[Saved data entries]
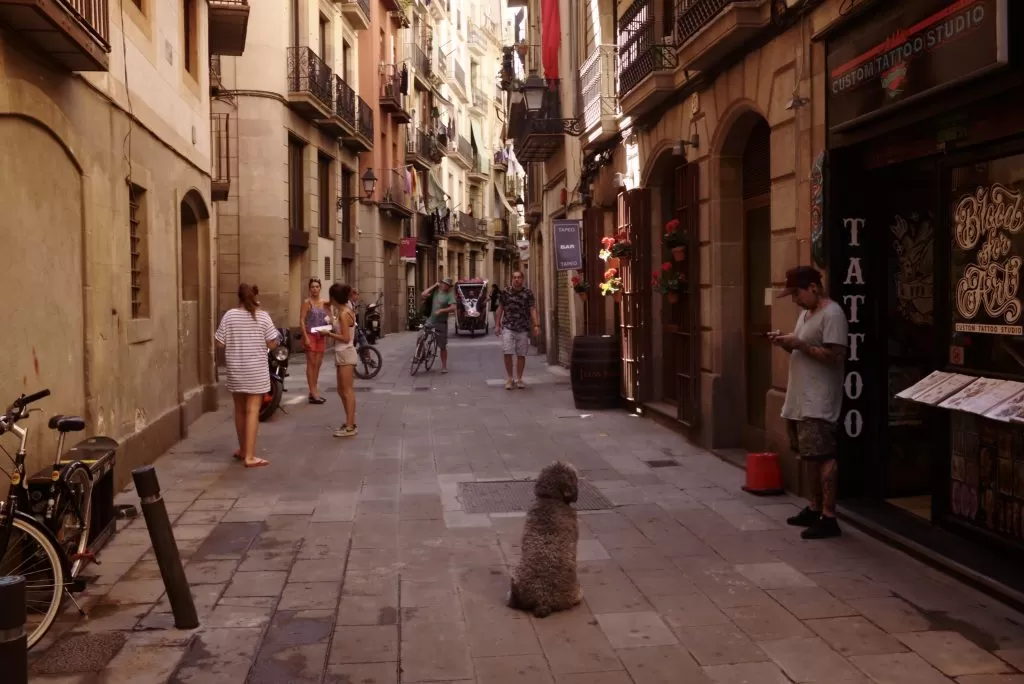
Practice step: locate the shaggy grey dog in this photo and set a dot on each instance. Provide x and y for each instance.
(546, 579)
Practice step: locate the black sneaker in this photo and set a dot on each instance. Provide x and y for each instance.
(805, 518)
(824, 528)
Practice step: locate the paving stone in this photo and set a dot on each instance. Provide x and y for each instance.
(952, 654)
(899, 669)
(662, 665)
(719, 644)
(512, 670)
(256, 584)
(633, 630)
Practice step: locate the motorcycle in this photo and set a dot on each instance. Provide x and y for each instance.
(278, 361)
(372, 319)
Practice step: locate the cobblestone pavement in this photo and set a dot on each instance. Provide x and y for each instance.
(352, 561)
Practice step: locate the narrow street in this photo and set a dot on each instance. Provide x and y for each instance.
(354, 561)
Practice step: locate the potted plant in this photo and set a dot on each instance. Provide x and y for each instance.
(581, 287)
(675, 240)
(667, 282)
(612, 284)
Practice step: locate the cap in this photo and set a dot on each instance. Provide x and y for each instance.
(800, 278)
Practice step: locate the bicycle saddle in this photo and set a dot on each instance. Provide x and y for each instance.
(67, 423)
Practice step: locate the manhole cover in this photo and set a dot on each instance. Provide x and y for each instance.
(515, 496)
(80, 652)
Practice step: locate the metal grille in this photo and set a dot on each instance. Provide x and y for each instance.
(135, 239)
(517, 496)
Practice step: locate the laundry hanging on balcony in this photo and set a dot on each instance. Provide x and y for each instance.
(550, 38)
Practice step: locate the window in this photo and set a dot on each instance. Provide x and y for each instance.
(139, 251)
(346, 207)
(324, 178)
(296, 195)
(190, 31)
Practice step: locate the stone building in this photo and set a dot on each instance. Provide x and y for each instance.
(109, 233)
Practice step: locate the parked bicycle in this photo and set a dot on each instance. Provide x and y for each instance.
(426, 349)
(46, 541)
(370, 357)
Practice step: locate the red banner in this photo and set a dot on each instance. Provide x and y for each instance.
(551, 35)
(407, 250)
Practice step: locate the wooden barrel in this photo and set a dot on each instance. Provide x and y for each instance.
(596, 371)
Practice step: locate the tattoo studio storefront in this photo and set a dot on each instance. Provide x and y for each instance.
(925, 238)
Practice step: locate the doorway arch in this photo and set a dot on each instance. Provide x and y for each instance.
(743, 280)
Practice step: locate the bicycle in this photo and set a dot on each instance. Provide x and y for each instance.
(426, 349)
(370, 357)
(45, 542)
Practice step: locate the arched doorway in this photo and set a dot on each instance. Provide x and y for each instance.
(194, 308)
(745, 191)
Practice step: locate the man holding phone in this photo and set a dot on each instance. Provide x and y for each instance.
(814, 394)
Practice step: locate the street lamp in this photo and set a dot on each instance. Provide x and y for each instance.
(534, 91)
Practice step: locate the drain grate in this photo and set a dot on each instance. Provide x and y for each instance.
(80, 652)
(517, 496)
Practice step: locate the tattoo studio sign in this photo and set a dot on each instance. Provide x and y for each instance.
(986, 225)
(854, 299)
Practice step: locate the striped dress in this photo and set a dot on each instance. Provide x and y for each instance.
(245, 341)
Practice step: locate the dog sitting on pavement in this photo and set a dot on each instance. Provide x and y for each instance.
(546, 581)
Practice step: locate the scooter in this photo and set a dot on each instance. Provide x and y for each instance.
(372, 321)
(278, 360)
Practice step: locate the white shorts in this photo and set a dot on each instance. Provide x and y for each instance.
(514, 342)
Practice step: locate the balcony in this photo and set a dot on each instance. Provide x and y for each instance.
(74, 33)
(422, 68)
(422, 150)
(357, 13)
(392, 99)
(363, 140)
(598, 81)
(394, 202)
(462, 152)
(646, 58)
(539, 136)
(228, 26)
(479, 172)
(709, 30)
(220, 156)
(458, 81)
(310, 84)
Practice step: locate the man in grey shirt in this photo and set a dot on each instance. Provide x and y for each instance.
(814, 394)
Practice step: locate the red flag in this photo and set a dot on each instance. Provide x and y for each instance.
(551, 35)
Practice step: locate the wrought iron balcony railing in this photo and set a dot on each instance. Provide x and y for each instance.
(643, 46)
(365, 119)
(598, 82)
(307, 73)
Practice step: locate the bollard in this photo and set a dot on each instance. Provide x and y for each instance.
(13, 638)
(165, 548)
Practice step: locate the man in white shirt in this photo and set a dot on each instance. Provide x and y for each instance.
(814, 394)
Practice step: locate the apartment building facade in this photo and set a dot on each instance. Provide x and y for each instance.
(104, 126)
(301, 127)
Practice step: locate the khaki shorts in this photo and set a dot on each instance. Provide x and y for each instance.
(346, 356)
(812, 438)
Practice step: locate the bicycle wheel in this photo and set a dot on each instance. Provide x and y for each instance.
(431, 353)
(370, 362)
(74, 514)
(31, 554)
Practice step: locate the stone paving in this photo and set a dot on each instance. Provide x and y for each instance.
(351, 561)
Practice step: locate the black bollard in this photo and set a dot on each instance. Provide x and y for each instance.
(165, 548)
(13, 638)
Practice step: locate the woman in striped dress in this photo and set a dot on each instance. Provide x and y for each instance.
(245, 333)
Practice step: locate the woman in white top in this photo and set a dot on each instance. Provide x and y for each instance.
(344, 353)
(245, 333)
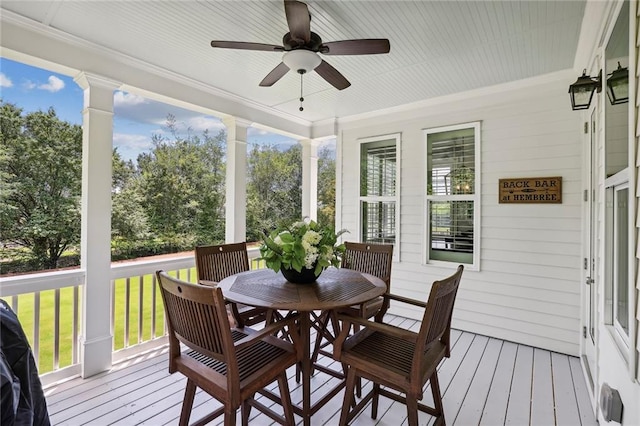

• Goal of the exercise
Find each of the lines above that contains the word "studio", and copy those lines out in full.

• Exercise answer
Practice step: locate the tattoo studio storefront in this photo and set a dot on each instance. Provide x and y for each instance.
Practice step: locate the tattoo studio sign in this photo and set a dot on each instance. Provide x and y for each instance.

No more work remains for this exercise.